* SOURCE DOCUMENT
.....
Another class of metric theories is the bimetric theory. For all of these $\alpha_2$ is non-zero. From the precession of the solar spin we know that $\alpha_2 < 4\times 10^{-7}$, and that effectively rules out bimetric theories.

Another class of metric theories is the scalar–tensor theories, such as Brans–Dicke theory. For all of these, $\gamma=\textstyle\frac{1+\omega}{2+\omega}$. The limit of $\gamma-1<2.3\times10^{-5}$ means that $\omega$ would have to be very large, so these theories are looking less and less likely as experimental accuracy improves.

The final main class of metric theories is the vector–tensor theories. For all of these the gravitational "constant" varies with time and $\alpha_2$ is non-zero. Lunar laser ranging experiments tightly constrain the variation of the gravitational "constant" with time and $\alpha_2 < 4\times 10^{-7}$, so these theories are also looking unlikely.

There are some metric theories of gravity that do not fit into the above categories, but they have similar problems.
.....
* EXTRACTED MATERIAL

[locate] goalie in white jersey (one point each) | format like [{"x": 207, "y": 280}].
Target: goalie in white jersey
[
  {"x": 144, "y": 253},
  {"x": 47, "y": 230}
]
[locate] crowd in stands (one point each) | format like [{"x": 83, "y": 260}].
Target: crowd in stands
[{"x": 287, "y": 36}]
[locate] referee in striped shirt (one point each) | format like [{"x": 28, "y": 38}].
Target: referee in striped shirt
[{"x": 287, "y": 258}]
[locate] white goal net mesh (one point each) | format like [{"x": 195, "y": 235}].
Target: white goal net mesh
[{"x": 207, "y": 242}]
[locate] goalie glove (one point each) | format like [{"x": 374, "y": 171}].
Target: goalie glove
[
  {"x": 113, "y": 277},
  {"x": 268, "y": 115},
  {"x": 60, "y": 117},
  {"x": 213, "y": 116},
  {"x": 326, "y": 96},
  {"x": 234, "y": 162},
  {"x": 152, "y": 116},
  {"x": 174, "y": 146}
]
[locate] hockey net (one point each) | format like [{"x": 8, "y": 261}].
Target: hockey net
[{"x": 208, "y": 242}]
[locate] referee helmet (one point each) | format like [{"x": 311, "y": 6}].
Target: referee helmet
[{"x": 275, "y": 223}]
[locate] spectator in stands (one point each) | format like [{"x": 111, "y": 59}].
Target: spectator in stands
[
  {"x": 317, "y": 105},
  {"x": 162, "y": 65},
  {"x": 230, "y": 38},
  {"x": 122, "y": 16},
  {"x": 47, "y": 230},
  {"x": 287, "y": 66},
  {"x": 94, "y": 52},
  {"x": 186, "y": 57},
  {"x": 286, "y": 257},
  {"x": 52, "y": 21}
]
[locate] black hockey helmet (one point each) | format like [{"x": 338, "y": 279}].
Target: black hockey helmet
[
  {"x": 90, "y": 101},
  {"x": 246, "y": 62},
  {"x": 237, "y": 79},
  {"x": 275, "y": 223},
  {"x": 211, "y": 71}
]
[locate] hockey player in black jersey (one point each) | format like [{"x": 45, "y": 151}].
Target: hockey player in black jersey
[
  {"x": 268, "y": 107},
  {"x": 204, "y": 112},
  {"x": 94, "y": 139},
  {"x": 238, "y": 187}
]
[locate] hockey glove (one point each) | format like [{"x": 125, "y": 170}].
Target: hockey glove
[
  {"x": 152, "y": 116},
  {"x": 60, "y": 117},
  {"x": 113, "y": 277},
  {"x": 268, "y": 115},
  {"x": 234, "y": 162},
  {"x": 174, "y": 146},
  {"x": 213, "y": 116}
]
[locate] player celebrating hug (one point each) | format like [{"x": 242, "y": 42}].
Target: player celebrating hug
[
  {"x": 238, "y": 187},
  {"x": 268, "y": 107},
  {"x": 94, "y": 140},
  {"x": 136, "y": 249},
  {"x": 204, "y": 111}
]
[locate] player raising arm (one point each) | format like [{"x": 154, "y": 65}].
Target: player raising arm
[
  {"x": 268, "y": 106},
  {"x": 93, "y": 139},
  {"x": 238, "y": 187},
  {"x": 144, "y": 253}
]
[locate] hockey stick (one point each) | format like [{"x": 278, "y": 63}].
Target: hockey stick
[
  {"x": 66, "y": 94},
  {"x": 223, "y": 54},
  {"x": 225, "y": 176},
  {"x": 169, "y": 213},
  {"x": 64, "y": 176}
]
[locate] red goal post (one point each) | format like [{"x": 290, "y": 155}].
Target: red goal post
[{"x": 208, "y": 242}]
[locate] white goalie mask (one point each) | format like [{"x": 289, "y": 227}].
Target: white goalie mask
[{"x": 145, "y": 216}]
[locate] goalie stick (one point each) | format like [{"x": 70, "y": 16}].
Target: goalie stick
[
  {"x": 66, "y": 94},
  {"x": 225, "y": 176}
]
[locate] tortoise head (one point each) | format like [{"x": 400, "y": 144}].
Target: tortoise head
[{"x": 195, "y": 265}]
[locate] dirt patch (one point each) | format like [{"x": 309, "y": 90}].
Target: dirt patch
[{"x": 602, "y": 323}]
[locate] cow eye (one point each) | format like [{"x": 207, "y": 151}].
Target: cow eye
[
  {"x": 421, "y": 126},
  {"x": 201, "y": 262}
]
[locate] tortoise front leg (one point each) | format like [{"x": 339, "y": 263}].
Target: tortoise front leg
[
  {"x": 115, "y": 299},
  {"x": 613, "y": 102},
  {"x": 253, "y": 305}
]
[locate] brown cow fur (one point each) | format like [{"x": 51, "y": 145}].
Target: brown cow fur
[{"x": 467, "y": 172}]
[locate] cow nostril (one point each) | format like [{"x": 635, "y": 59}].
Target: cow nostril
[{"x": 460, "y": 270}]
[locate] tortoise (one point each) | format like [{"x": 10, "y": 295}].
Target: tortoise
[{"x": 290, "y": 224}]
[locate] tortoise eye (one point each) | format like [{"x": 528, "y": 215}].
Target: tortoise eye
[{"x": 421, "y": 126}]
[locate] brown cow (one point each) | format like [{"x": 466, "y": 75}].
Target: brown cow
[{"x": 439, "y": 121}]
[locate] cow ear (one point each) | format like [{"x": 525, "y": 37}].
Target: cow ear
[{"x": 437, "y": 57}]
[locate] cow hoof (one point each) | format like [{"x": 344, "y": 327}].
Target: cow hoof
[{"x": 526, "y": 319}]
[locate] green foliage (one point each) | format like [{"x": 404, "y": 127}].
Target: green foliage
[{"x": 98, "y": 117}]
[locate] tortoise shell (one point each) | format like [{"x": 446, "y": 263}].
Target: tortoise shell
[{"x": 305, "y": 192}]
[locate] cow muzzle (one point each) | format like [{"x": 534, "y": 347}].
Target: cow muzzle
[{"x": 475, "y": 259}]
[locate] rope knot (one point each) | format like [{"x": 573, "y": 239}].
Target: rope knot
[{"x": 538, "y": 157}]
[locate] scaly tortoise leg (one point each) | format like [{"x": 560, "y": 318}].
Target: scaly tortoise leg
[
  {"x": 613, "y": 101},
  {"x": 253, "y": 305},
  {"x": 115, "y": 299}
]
.....
* WHAT IS NEEDED
Quote the passage on metric theories of gravity word for word, starting with "Another class of metric theories is the scalar–tensor" and going on through "also looking unlikely.".

* THE RESULT
Another class of metric theories is the scalar–tensor theories, such as Brans–Dicke theory. For all of these, $\gamma=\textstyle\frac{1+\omega}{2+\omega}$. The limit of $\gamma-1<2.3\times10^{-5}$ means that $\omega$ would have to be very large, so these theories are looking less and less likely as experimental accuracy improves.

The final main class of metric theories is the vector–tensor theories. For all of these the gravitational "constant" varies with time and $\alpha_2$ is non-zero. Lunar laser ranging experiments tightly constrain the variation of the gravitational "constant" with time and $\alpha_2 < 4\times 10^{-7}$, so these theories are also looking unlikely.